STATED EXERCISE
Can you reproduce all of the material below word for word, leaving out the pictures?
-- start --
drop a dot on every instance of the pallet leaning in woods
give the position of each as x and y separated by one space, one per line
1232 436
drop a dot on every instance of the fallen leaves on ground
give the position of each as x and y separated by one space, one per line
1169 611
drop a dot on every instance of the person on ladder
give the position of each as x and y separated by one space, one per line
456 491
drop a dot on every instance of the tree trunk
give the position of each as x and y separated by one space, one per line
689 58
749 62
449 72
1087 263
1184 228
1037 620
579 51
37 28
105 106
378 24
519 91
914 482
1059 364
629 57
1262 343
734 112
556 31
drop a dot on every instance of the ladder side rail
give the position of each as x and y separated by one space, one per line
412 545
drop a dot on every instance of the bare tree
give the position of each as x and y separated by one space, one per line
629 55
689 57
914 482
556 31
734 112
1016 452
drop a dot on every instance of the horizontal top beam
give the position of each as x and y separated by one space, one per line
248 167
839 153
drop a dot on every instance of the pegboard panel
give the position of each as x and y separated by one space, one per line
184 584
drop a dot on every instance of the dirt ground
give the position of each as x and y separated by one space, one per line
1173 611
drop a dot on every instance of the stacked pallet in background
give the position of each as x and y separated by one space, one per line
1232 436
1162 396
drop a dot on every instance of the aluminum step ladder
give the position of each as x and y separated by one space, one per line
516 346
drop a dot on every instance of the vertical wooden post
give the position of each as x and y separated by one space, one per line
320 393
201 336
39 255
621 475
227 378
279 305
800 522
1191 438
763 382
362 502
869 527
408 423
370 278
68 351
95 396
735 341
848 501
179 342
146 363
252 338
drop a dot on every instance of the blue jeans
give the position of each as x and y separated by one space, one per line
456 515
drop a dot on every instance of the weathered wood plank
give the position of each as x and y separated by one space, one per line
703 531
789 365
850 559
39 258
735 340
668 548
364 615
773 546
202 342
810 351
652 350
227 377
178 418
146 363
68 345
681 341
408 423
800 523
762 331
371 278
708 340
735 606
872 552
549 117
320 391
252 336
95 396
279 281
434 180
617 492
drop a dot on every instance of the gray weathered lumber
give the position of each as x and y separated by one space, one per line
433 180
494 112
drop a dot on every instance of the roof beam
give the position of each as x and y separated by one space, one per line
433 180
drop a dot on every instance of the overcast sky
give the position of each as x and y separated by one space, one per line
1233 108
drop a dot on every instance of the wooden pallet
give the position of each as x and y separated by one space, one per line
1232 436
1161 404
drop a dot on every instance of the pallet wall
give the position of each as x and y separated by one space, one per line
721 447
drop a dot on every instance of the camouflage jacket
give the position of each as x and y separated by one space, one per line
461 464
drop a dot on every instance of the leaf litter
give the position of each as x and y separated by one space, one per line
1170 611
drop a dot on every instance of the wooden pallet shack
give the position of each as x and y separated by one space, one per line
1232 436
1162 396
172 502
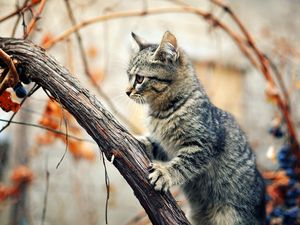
-- end --
SOLUTION BELOW
drop a dot on every instance of the pallet leaning in woods
give the position of each as x and y separated by one space, one per line
1232 436
drop a dot on every instance of the fallen leaves on ground
give the position of each as x and y separated by one space, one per line
1169 611
drop a dot on every instance of the person on ladder
give the position of each as x and y separated by one space, one per line
456 491
drop a dot on every instance of the tree trunk
give the position of each as x and y separated by one space, one per line
689 58
749 62
449 72
1087 263
1184 228
1037 620
579 51
37 28
105 106
378 24
519 91
914 482
1059 364
629 57
1262 343
734 112
556 31
drop a dot on every instance of the ladder side rail
give the position of each as x and y separated by one space, one per line
412 545
drop a dot on every instance of the bare tree
give the position of each as x and y separated by one space, one per line
629 55
689 57
914 482
556 31
734 112
1016 452
drop a dot on every instance of the horizontal top beam
give the position of each as x and y separated by one space, one per line
248 167
839 153
drop a dot on every instance of the pegboard panel
give the position of each as x and y separated by one space, one per line
184 584
drop a dot on every instance of the dirt ground
give the position of each as x and y separated by one space, one per line
1173 611
drop a dot on every instance of the stacked pallet in background
give the position of each as x and y separated by one space, one per line
1232 436
1162 396
drop a dot on every instance of the aluminum step ladder
give the position of each as x and y separated by one space, one per line
516 346
drop a dot on every instance of the vertical wooden post
give the position of each as x and y separated by one space, one per line
320 393
201 336
39 255
621 475
227 378
279 305
800 522
1191 438
763 382
362 502
869 527
408 423
370 278
68 351
95 396
735 341
848 501
179 342
146 363
252 338
drop a dot on every instance of the blue jeans
give the position of each as x and y separated by one space, one per line
456 515
drop a dot on every instance of the weathered wood plank
give the position of each as x and y separated by one space, one per line
703 531
789 365
850 559
39 258
735 340
668 548
364 615
773 546
202 342
810 351
652 350
227 377
178 418
146 363
68 345
681 341
408 423
800 523
762 331
371 278
708 340
735 606
872 552
549 117
320 391
252 336
95 396
279 281
434 180
617 492
drop a dot on every instance of the gray weathered lumber
give the position of each as x and y separated by one space, one per line
433 180
494 112
drop a dot on every instance of the roof beam
give the position of each as x and y separated by one space, one per line
433 180
drop a dot on every instance of the overcast sky
give the position of each as x and y separated by one space, one per line
1233 108
drop a dot on every instance of the wooden pallet
give the position of each as x and y separated by one space, one per line
1232 436
1161 404
drop a dot on every instance of the pallet wall
give the position of each as x and y separated by one space, one per line
721 447
drop a dot on every instance of the camouflage jacket
give the position of each as x and y separated by one space, one per line
461 464
drop a dot on every instance of the leaf litter
give the position of each as x and y separated by one space, one per line
1170 611
drop a dot on every instance of the wooden pallet shack
give the position of each as x and y separated by one space, one per line
1232 436
1162 396
172 502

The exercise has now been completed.